Directions for this task:
From the passage on raising children, write out the section starting with "The best way to" and going on through "them very happy.".

Source excerpt:
• • • • •

Similarly, thinking/talking diverts our energy and willpower. Please think of something and do it directly, especially as a child. When children saw a paper box like a car, they don’t talk about how it’s a car, they start “driving” the paper box. Once you make them talk about it, their attention may be diverted, this pushes them to become adult-like too quickly, too soon.

The thing about human beings is that we have a longer childhood than most mammals. There’s a scientific reason for it, and it’s probably best not to disrupt it. Urban children also become adult-like much quicker than rural children because their life includes much less doing . There’s less playing in the field, rolling around, but more materialistic, especially now, with the lack of space and the abundance of electronic goods.

Here are some ways I learn to speak less and talk more when I did the kindergarten training with a play-based school.

Create rhythm, so children know what to do always

In those play-based school, it might seem that the children are running around freely. However, if you observe closely, there’s a hidden timetable every day that’s very consistent and repeated day-after-day.

Children know what’s happening. They know that after storytime, it’s playtime. After playtime, they need to queue up to wash their hands, and it’s snack time. Even during snack time, the routine is the same, so they know where to get the cups and pass it to everyone, they know how many slices of apple they will get.

A child is doubtful to point at another child and complains they have more slices than me because this is carefully thought through, for children to laugh, play, and not speak too much.

Take some time to establish a routine at home, eat the same thing every day of each week. For example, have a routine like Monday is spaghetti day, Tuesday is fish cake day, etc. It’s hard for many parents to bring their work home and constantly get disrupted, I know. Use this as a principal, be flexible about it.

One trick for creating a rhythm to bed is a sleeping routine. Please make it a regular habit of starting packing bags together before sleep, brush their teeth, and bedtime. Always the same during the week, so they have enough time to wind down and tuck in.

Parents should do the same too

One of the best ways to create rhythm would be to do it yourself. I have seen so many parents speak about something but completely do another thing. Like telling their kids not to eat sweets almost whilst they are munching on chocolate, or tell their kids not to shout when they have fights with their other half in front of them.

Children mimic, they are seriously good at it. That’s how they learn, that’s why we think it’s cute when a son sleeps in the same post as their dad.

The best way to get a child to do something is to do it too, at least start it. Suppose you want a child to help folding laundry. Set up space for it and start doing it. Children might not respond at first, but with the third trick I’m about to tell you below, and perseverance, you might succeed.

If you start talking rather than showing, the more cheeky kids might deliberately go against it. It’s better to tap into their unconscious mind rather than activating their thinking mind.

Positive conditioning helps, too, obviously. All children want their parents to appreciate their efforts. Your smile, hugs, and compliments will make them very happy.

Sing it rather than speak it

Children’s ears have a different frequency, they respond better to singing than speaking. By the way, no one responds well to shouting, yet people do it often.

• • • • •

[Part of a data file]
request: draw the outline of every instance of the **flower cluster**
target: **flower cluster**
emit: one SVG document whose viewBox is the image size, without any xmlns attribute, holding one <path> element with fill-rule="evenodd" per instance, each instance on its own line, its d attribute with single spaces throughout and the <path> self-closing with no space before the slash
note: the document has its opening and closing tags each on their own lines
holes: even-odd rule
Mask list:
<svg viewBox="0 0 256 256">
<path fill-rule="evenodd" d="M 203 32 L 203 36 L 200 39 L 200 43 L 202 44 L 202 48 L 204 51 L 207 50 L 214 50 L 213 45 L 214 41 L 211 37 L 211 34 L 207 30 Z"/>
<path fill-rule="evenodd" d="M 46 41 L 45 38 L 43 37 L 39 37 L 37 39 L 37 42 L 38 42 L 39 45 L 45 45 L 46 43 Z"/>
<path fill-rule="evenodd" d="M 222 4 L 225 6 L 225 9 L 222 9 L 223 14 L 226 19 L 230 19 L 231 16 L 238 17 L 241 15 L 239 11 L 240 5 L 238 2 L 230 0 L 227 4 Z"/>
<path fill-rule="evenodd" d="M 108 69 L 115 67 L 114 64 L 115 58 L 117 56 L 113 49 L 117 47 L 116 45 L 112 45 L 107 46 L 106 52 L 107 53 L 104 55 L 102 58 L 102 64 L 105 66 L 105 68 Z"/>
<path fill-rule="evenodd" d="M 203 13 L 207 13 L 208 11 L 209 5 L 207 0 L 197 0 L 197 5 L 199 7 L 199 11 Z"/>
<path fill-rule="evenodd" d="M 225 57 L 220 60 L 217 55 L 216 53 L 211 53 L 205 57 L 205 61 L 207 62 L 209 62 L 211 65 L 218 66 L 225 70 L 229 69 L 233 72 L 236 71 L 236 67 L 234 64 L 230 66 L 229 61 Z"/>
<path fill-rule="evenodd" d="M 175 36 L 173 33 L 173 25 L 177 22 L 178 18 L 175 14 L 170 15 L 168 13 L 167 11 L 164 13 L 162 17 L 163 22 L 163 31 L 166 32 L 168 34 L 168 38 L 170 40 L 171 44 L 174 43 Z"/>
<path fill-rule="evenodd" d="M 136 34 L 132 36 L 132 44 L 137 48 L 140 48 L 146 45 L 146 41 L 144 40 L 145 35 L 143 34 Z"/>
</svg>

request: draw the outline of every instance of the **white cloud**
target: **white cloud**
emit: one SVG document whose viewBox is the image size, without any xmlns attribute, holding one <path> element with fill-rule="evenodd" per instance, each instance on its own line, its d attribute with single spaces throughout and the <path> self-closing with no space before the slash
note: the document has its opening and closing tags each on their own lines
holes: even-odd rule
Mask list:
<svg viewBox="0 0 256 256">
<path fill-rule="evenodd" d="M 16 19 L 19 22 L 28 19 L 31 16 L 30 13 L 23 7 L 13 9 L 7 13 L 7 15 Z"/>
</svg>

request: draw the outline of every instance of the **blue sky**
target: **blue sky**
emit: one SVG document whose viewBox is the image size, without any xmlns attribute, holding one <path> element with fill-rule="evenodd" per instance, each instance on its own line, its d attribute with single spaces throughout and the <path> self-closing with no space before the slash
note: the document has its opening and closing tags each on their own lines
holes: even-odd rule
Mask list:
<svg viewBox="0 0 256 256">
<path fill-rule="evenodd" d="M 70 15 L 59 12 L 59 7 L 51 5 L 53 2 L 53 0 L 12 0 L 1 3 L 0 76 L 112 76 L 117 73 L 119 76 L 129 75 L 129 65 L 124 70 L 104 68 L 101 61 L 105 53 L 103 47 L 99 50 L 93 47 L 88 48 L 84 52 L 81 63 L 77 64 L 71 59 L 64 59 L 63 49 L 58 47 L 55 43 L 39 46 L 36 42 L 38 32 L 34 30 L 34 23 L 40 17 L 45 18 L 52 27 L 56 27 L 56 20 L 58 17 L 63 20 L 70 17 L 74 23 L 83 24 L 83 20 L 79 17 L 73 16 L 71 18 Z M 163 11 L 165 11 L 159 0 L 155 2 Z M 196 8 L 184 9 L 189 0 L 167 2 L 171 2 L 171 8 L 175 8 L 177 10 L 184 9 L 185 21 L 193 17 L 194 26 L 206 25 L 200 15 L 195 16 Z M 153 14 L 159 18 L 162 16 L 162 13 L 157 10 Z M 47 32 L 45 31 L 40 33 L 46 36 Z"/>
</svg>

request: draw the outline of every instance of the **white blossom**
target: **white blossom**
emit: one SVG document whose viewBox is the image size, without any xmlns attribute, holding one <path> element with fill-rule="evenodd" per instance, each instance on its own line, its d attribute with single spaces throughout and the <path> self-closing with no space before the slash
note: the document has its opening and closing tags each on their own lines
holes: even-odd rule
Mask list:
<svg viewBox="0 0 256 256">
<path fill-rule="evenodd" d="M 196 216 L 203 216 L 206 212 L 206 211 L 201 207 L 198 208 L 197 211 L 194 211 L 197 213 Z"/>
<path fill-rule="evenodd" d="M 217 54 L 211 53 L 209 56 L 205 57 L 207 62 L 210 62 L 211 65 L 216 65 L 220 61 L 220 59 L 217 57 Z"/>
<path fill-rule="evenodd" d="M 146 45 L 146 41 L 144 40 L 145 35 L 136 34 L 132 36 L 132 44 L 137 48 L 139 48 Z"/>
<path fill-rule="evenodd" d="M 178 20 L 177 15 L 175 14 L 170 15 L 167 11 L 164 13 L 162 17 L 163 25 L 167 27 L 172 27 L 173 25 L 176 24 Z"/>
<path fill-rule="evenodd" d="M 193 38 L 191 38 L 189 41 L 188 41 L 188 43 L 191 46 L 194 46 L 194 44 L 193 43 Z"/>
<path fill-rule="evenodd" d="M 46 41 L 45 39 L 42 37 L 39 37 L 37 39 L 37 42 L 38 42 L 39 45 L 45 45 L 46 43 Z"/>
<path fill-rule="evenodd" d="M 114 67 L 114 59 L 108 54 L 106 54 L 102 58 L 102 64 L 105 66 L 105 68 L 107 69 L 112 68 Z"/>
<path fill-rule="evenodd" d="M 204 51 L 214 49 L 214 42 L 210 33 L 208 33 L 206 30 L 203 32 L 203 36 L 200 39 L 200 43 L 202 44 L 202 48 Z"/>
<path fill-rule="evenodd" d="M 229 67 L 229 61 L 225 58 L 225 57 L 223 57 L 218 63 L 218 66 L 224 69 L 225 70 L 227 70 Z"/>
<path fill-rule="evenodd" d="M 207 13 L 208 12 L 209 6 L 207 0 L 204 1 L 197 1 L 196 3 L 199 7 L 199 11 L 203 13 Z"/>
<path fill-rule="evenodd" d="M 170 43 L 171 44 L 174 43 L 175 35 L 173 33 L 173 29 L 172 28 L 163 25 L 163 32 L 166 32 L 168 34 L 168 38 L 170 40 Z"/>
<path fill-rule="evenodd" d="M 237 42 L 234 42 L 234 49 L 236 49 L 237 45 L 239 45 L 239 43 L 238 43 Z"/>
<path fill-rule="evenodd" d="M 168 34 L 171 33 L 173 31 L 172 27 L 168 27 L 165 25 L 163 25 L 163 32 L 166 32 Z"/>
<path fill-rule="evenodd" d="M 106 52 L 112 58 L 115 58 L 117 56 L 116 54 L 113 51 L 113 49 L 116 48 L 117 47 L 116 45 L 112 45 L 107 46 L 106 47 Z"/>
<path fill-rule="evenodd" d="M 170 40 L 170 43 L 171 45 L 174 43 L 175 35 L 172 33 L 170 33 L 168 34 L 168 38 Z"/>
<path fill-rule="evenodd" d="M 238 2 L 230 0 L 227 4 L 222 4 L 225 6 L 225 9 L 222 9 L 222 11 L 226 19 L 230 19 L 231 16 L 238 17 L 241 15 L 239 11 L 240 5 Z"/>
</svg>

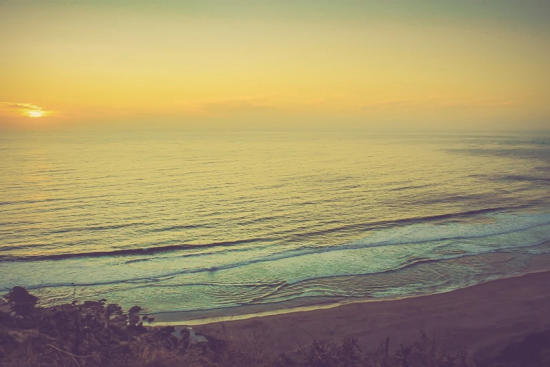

• • • • •

Solution below:
The best way to get a child to do something is to do it too, at least start it. Suppose you want a child to help folding laundry. Set up space for it and start doing it. Children might not respond at first, but with the third trick I’m about to tell you below, and perseverance, you might succeed.

If you start talking rather than showing, the more cheeky kids might deliberately go against it. It’s better to tap into their unconscious mind rather than activating their thinking mind.

Positive conditioning helps, too, obviously. All children want their parents to appreciate their efforts. Your smile, hugs, and compliments will make them very happy.